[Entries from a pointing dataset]

━━━━━━━━━━━━━━━━

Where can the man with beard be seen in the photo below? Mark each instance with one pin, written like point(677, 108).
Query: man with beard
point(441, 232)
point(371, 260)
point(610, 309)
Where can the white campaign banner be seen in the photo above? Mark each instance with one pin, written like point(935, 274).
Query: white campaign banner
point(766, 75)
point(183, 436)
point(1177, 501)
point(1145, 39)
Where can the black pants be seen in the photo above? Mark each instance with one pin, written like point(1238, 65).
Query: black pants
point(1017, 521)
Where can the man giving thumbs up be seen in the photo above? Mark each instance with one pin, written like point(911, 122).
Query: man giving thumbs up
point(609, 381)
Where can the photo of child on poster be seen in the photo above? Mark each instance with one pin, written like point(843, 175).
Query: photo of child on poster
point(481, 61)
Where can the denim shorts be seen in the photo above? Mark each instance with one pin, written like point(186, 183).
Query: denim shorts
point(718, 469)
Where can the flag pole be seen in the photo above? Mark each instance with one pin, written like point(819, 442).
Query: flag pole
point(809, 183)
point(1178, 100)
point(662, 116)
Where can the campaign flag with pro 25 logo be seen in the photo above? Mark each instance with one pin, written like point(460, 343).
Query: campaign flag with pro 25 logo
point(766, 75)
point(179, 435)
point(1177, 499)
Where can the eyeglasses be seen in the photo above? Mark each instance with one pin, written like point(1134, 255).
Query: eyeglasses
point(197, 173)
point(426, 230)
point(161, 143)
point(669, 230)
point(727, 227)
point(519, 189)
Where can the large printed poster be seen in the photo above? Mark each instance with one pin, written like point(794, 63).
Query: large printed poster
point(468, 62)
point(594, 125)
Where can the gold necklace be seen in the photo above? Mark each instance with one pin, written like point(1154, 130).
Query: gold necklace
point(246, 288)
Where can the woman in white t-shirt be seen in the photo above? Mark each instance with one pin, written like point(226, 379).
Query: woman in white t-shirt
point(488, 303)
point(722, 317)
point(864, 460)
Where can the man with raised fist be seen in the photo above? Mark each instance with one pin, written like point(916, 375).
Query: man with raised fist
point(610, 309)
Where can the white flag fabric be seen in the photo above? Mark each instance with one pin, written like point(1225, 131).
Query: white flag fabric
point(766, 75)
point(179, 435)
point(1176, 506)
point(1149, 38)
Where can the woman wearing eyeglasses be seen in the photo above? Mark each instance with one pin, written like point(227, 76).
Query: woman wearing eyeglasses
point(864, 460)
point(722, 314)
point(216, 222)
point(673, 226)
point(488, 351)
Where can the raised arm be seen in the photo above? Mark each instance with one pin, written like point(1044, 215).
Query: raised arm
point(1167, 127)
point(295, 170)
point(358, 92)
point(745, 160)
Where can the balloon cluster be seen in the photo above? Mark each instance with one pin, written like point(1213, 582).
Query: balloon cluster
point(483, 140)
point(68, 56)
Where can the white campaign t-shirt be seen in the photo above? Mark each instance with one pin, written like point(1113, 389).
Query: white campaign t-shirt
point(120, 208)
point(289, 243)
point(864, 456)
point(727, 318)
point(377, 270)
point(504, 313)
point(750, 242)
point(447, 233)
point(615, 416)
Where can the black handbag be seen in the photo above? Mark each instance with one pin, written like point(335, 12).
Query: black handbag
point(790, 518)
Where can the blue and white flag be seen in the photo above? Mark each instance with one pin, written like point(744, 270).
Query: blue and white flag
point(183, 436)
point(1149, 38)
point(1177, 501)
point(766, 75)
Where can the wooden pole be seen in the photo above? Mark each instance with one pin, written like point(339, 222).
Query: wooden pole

━━━━━━━━━━━━━━━━

### Work required
Update all of the rows above, swapping every occurrence of "Mark each instance with one pin" for "Place a single pin on each instance" and leaving everything else unchanged.

### Complete response
Where can the man with beard be seen in the photo below? Place a single pin on each instance, written like point(677, 108).
Query: man with beard
point(441, 232)
point(371, 260)
point(610, 309)
Where can the white campaign banner be seen in the photo above? Place a single pin on each instance, written like point(935, 274).
Query: white campaign banner
point(766, 75)
point(183, 436)
point(1177, 501)
point(1145, 39)
Where can the black pants be seen in the photo above? Place a single pin on each instance, written like point(1238, 65).
Query: black pants
point(1017, 521)
Where can the man giving thumbs up be seen in the photo above? Place a single pin on each instance, written like point(911, 122).
Query: man giving thumbs up
point(609, 381)
Where can the photo of child on poster be seen in the photo above? Place a single pin on each instance, written like point(843, 175).
Query: photo of child on poster
point(481, 61)
Where can the denim shorts be seen in the photo above? Place a single pin on each instance, written like point(186, 183).
Query: denim shorts
point(718, 469)
Where can the flag pole be seen in the photo above? Place a single pin on each instance, written like point(819, 442).
Query: flag pole
point(809, 183)
point(1178, 100)
point(662, 116)
Where can the campaign flag with pro 25 logo be seen in the photo above? Place a single pin on each instance, written like point(460, 343).
Query: campaign flag with pro 25 logo
point(766, 75)
point(179, 435)
point(1177, 499)
Where can the eyeglasses be seen in the photo above? Place a single pin on each instance, written like point(1134, 255).
Query: eyeglasses
point(197, 173)
point(426, 230)
point(161, 143)
point(669, 230)
point(727, 227)
point(519, 189)
Where can the large printed poster be seen in the photo above? Place a single pin on each instance, written like point(794, 63).
Query: large printed poster
point(468, 62)
point(594, 125)
Where can the gold necklace be seen in the photo above? Place a single pin on each instance, written like point(1154, 130).
Query: gold necklace
point(246, 288)
Where can the woman in white t-shirt be seen in the photo above? Place a single pin on each instance, written like point(226, 379).
Query: woman in white t-shirt
point(488, 303)
point(722, 317)
point(864, 460)
Where can the man with raised fist be seen in the photo above? Place a single pin on each instance, written like point(916, 375).
Query: man with raised fist
point(610, 309)
Where can the white flag fabric be seen in the photo above? Place a single pin on each instance, written like point(1225, 131).
Query: white flag fabric
point(766, 75)
point(179, 435)
point(1176, 506)
point(1149, 38)
Where can the woman wearing eyeglasses be seen in the photo above? Place a single pin on each instance, written like point(227, 76).
Query: woman wearing eyeglasses
point(864, 460)
point(722, 314)
point(216, 222)
point(673, 226)
point(488, 351)
Where can the raised arm be seen in the photo above? Place a single pin on each instance, written like point(1044, 215).
Query: raised arm
point(1167, 127)
point(295, 170)
point(358, 92)
point(745, 160)
Where can the balloon cluster be seen in the photo above? Place a single pin on each instance, written like point(1213, 582).
Query: balloon cluster
point(483, 140)
point(68, 56)
Where can the white campaign t-shirt be seen in the photo above? Place a single pin on each instance, written like point(1113, 389).
Query: white campaign t-shirt
point(120, 208)
point(289, 243)
point(864, 456)
point(727, 318)
point(377, 270)
point(504, 313)
point(750, 242)
point(447, 233)
point(615, 416)
Where can the black handbag be seen in the photo above? Place a single pin on each instance, written like point(335, 12).
Query: black handbag
point(790, 518)
Where can the blue and white flag be seen in the photo above? Place a single pin on each instance, written like point(744, 270).
Query: blue and white flag
point(183, 436)
point(1149, 38)
point(1177, 501)
point(766, 75)
Where can the wooden pole be seen in the photo above? Place a single pin on each instance, written like point(339, 222).
Query: wooden pole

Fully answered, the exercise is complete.